#### Task statement
Continue the piece on online surveys below, starting right after its final sentence.

-- begin Excerpted text --

Question branching allows you to build flexibility into your survey. Here’s how it works. A question might ask, “Do you own your home?” A “yes” response will take the person to a new set of questions about home ownership. A “no” response will take the person to a new set of questions about renting a house or an apartment.

Branching simplifies questionnaires because respondents don’t see questions that are not relevant to them.

The Online Advantage

Online surveys offer a number of advantages over surveys done over the phone, by mail, or in person. They can include a larger sample size at a reasonable price. They make it easier to collect, analyze and present data. And they allow you to use video and images in a way that is just not practical in other types of surveys.

In recent years internet survey software has become very sophisticated. It can help determine proper sample size and evaluate the statistical significance of responses. It can also make it easy to write new questions or modify existing questions from a library of online questionnaires.

The best online survey software makes it easy to create attractive, user-friendly formats. You don’t need a background in web design or graphic arts to create a polished, professional questionnaire.

What Kind of Response Can You Expect? The response you get to your survey depends mainly on the type of survey you are doing and your target audience. For example, if you are doing a customer satisfaction survey, you are likely to get more responses from people at both ends of the satisfaction spectrum – people who are very satisfied and people who are very dissatisfied.

In surveys aimed at a broad population, your response profile will probably mirror the profile of internet users in general. In broad terms, internet users are younger, somewhat more affluent, and more tech savvy than the average adult. They are about evenly divided between men and women. In terms of residence, approximately 54% of internet users are suburban, 30% are urban and 16% are rural.

If you are interested in narrowing this profile, you can include in your survey a few simple questions about age, gender, residence, etc.

-- end Excerpted text --
-- begin Data lines --

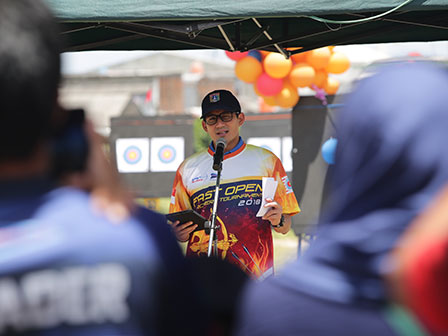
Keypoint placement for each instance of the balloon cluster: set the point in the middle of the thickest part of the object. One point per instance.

-- end Data lines --

#### Response for this exercise
Analyzing Survey Responses

Internet survey software makes it easy to analyze responses. The best packages offer a broad range of statistical analysis tools that are simple and easy to use. Advanced users can customize the analysis by modifying the default options to suit their needs. Here are some of the analysis tools that are currently available.

Frequency Distribution simply tells you how many people chose particular responses to a multiple choice question.

Survey Cross-Tab Analysis allows you to see how responses to one question affect another. For example, you could see how what percentage of people who responded “college graduate” also responded "employed at the same job for more than five years."

Average by Category lets you compare the average response for different categories of people. For example, you could compare the average annual income range for men and women, or for high school graduates and college graduates.

Cross Tab Means is a more sophisticated measurement that allows you to see the relationship among three variables. For example, you could see how highly SAFETY is rated by WOMEN who own a FORD.

Post-Stratification allows you to adjust results to reflect the true population. For example, suppose that 25% of respondents say that they own more than one computer, but you know that the average age of the respondents is 27. Using Census data, post-stratification can give more weight to the responses of older people, so that your survey will be a more accurate reflection of the true population.

Segmentation identifies groups of customers who share similar needs and who demonstrate similar buyer behavior. This allows marketers to target different campaigns to different groups of customers based on their survey responses.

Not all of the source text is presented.